Each line should be copied exactly.

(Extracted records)
····················

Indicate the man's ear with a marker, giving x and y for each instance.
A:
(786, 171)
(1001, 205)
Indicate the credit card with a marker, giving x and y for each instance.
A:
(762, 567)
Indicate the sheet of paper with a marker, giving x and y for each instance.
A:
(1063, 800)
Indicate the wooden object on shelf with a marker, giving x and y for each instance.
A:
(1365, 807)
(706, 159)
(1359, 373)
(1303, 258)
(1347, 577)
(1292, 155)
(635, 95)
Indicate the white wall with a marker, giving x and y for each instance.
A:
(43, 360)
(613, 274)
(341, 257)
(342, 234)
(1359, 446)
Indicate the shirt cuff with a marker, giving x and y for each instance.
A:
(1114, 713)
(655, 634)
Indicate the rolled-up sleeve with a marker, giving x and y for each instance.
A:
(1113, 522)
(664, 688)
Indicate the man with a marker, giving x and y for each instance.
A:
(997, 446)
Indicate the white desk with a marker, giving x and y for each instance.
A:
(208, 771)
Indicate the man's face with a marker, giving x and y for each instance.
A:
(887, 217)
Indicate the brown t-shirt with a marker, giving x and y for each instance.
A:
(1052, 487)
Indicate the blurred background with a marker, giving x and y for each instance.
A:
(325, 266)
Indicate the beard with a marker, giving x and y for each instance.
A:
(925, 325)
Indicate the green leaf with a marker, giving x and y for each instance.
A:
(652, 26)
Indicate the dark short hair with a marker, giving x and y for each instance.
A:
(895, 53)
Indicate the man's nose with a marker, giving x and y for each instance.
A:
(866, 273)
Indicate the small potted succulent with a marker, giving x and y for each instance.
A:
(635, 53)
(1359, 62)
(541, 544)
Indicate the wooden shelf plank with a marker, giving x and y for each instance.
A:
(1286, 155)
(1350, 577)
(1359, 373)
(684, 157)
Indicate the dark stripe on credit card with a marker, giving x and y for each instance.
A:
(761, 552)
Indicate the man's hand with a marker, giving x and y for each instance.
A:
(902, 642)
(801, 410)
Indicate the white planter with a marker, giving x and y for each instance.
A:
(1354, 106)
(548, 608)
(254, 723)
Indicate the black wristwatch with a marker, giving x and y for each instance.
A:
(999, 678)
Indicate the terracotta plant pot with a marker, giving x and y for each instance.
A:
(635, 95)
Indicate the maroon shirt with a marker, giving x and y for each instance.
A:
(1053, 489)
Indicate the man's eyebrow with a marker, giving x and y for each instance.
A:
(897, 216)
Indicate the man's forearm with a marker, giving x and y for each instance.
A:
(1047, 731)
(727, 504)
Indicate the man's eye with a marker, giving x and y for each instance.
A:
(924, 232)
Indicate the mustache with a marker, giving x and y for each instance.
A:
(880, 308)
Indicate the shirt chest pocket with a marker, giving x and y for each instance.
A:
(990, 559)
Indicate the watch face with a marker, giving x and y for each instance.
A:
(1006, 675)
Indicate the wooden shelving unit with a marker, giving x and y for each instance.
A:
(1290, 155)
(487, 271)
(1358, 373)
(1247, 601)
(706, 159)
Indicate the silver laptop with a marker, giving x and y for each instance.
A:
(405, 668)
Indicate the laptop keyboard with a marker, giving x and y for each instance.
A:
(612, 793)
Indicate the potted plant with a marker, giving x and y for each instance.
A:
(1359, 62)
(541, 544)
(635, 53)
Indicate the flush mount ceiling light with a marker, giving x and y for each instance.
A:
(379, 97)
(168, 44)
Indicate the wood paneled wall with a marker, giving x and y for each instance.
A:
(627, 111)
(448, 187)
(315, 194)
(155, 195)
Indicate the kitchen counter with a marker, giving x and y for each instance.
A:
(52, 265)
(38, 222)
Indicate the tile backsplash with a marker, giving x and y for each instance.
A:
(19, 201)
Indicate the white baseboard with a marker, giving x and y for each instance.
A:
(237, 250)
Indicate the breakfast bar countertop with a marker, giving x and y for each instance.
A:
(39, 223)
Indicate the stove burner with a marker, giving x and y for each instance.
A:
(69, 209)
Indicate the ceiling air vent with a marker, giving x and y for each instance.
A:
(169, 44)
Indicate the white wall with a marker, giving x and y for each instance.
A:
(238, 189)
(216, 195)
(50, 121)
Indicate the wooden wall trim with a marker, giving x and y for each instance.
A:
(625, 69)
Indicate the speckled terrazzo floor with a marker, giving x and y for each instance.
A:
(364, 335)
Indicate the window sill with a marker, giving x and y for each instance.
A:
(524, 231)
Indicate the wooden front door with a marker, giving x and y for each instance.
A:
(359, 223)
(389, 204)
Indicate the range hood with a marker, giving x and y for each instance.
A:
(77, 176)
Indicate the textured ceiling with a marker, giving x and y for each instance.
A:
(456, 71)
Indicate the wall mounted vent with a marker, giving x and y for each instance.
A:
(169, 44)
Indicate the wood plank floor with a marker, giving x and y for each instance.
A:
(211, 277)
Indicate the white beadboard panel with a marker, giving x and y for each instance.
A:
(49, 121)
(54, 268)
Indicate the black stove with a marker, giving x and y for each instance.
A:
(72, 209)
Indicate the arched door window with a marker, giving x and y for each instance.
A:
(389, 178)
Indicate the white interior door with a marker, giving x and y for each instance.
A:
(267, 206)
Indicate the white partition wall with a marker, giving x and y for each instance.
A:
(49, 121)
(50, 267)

····················

RESULT OF THE EXERCISE:
Indicate the man's ear with a marker, giving x and y for each instance.
A:
(786, 171)
(1001, 205)
Indicate the credit card with a marker, giving x and y for each instance.
A:
(762, 567)
Indicate the sheet of paper with a marker, giving x and y for each instance.
A:
(1063, 800)
Indicate the wooden object on shelf with a marker, giving x and y for each instance.
A:
(1365, 807)
(706, 159)
(1359, 373)
(1303, 258)
(1347, 577)
(1292, 155)
(635, 95)
Indicate the white wall with a marker, giving x and y for each instance.
A:
(43, 360)
(613, 274)
(341, 257)
(342, 234)
(1359, 446)
Indicate the shirt cuff with a marker, giving x and y for each instance.
A:
(1114, 713)
(655, 634)
Indicate the rolled-up sleeve with a marker, giving x and y for each instance.
A:
(1113, 522)
(664, 688)
Indicate the man with a marker, giving x and y for each instance.
A:
(997, 446)
Indicate the white desk with a marker, giving x and y for each instance.
A:
(208, 771)
Indicate the man's face with a marker, giving x and y for each instance.
A:
(887, 217)
Indicate the brown t-shirt with a marker, giving x and y for each instance.
A:
(1052, 487)
Indicate the blurred background with a marker, giving x and y for each instance.
A:
(325, 266)
Indicate the beard with a marker, giving x and y for each instance.
A:
(925, 325)
Indicate the green leaf with a marker, giving x and y for each instance.
A:
(652, 26)
Indicate the dark short hair with a marker, giving x and y for each instance.
A:
(895, 53)
Indicate the man's nose with a marker, giving x and y for each instance.
A:
(866, 273)
Indicate the small potted succulent with a marker, giving x and y for each instance.
A:
(635, 53)
(1359, 62)
(541, 544)
Indicate the wooden shelf plank with a marker, giving x and y for each instance.
A:
(1286, 155)
(1350, 577)
(1359, 373)
(684, 157)
Indicate the dark stripe on credit card with a marker, giving x and y for each instance.
A:
(761, 552)
Indicate the man's hand with a marker, giving x and y for each instance.
A:
(902, 642)
(801, 410)
Indicate the white planter with a marker, giving x and y for each instance.
A:
(1354, 106)
(548, 608)
(254, 723)
Indicate the black wristwatch with a marker, giving x and y for each instance.
A:
(999, 678)
Indicate the terracotta plant pot with a marker, giving x and y for each instance.
A:
(635, 95)
Indicate the maroon shirt with a marker, giving x and y for each instance.
A:
(1053, 489)
Indicate the man's eyebrow with a marker, giving x and y for each instance.
A:
(897, 216)
Indicate the man's forearm with a marker, giving x and y for each instance.
A:
(1047, 731)
(727, 504)
Indicate the man's eye with a marker, giving x and y for each instance.
A:
(924, 232)
Indicate the mustache with a marker, giving x and y for each instance.
A:
(880, 308)
Indicate the shirt chest pocket with a marker, giving x and y for each instance.
A:
(990, 559)
Indicate the watch face with a marker, giving x and y for each instance.
A:
(1006, 675)
Indicate the wooden shelving unit with a marker, giving x and y for each instance.
A:
(1290, 155)
(487, 271)
(1358, 373)
(1247, 601)
(706, 159)
Indicate the silver laptop with a marker, giving x and y for each instance.
A:
(405, 668)
Indicate the laptop keyboard with a marker, giving x and y for each instance.
A:
(612, 793)
Indicate the potted plant with a marker, giving x and y for each instance.
A:
(1359, 62)
(541, 544)
(635, 53)
Indicate the flush mount ceiling light with a marker, giving x and y for each instance.
A:
(379, 97)
(168, 44)
Indicate the wood paneled wall with a marker, giving x and y for each instance.
A:
(627, 111)
(448, 187)
(315, 194)
(155, 195)
Indicate the kitchen counter with a marker, giving x and y for each instance.
A:
(52, 265)
(38, 222)
Indicate the tile backsplash with a marker, giving x and y for each instance.
A:
(19, 201)
Indicate the white baseboard with a marker, giving x and y for each instance.
A:
(237, 250)
Indicate the breakfast bar countertop with a marker, giving x and y for each instance.
A:
(39, 223)
Indicate the stove burner with a marker, giving x and y for each instance.
A:
(69, 209)
Indicate the ceiling air vent with a marker, giving x and y for each instance.
A:
(169, 44)
Indicate the white wall with a marker, giving x and y for each instance.
A:
(238, 189)
(216, 195)
(50, 121)
Indicate the wooden wall trim with a marker, giving x and y for each instance.
A:
(625, 69)
Indicate the speckled terrazzo floor with a marker, giving x and y for each instance.
A:
(364, 335)
Indicate the window sill with a marker, giving x and y for each instance.
A:
(524, 231)
Indicate the wooden front door with a marker, giving x and y for each instance.
A:
(359, 223)
(389, 204)
Indicate the range hood with a marker, giving x and y for each instance.
A:
(77, 176)
Indicate the textured ceiling with a marker, giving x and y for each instance.
A:
(456, 71)
Indicate the wall mounted vent with a marker, giving x and y for each instance.
A:
(169, 44)
Indicate the wood plank floor with a marker, giving x and y for each instance.
A:
(211, 277)
Indicate the white beadboard panel with a marker, giving x and y for each instance.
A:
(49, 121)
(54, 268)
Indicate the black stove with a marker, giving x and y for each instance.
A:
(72, 209)
Indicate the arched door window with a marker, giving x and y for each instance.
A:
(389, 178)
Indicate the white interior door with a marker, giving x and y for each instance.
A:
(267, 206)
Indicate the white partition wall with a marker, giving x and y for each instance.
A:
(49, 121)
(50, 267)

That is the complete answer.